About this task: No line before the one containing "Query: textured rug" should appear; that line and all lines after it, through the end of the data, are to be set down exactly.

Available data:
[Start of Attachment]
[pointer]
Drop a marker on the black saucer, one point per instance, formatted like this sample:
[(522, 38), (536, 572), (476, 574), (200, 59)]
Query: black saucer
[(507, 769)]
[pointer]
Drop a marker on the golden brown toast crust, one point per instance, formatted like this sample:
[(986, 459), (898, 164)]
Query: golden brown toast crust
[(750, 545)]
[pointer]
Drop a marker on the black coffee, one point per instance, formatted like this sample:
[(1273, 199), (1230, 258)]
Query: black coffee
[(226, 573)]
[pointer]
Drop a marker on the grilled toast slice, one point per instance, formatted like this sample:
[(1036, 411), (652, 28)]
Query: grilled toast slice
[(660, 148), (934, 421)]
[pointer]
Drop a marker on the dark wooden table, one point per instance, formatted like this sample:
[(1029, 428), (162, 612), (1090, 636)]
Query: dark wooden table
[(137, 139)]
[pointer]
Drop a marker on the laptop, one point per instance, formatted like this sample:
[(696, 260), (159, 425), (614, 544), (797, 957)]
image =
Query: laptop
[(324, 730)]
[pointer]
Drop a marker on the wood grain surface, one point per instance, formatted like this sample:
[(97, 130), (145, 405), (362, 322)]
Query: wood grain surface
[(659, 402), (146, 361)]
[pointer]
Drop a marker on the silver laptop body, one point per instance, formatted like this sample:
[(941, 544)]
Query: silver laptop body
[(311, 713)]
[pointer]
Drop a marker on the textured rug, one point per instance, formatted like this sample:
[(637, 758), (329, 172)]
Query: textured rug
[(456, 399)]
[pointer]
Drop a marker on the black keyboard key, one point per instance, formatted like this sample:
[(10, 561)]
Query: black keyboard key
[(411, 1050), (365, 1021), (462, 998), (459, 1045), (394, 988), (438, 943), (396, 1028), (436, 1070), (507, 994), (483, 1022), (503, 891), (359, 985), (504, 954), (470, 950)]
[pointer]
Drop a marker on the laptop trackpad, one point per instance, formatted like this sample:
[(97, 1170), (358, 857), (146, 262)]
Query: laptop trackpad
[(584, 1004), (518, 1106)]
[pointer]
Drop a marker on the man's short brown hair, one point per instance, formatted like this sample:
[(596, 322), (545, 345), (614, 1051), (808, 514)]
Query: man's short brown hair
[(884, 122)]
[End of Attachment]
Solution to the exercise:
Query: textured rug
[(456, 399)]
[pointer]
Drop a marker on the black keyboard key, one point per instance, formatted like this sample:
[(10, 561)]
Query: black keyboard key
[(411, 1050), (365, 1021), (462, 998), (459, 1045), (394, 988), (438, 943), (396, 1028), (436, 1070), (507, 994), (483, 1022), (503, 891), (359, 985), (504, 954), (470, 950)]
[pointer]
Drop a marker on the laptop trackpad, one point per instance, formatted like this sample:
[(97, 1170), (358, 857), (146, 262)]
Query: laptop trackpad
[(584, 1004), (518, 1106)]
[pointer]
Drop a marker on the man's short brown hair, one point per instance, formatted like this sample:
[(596, 322), (545, 345), (614, 1051), (808, 514)]
Query: man's short brown hair
[(884, 122)]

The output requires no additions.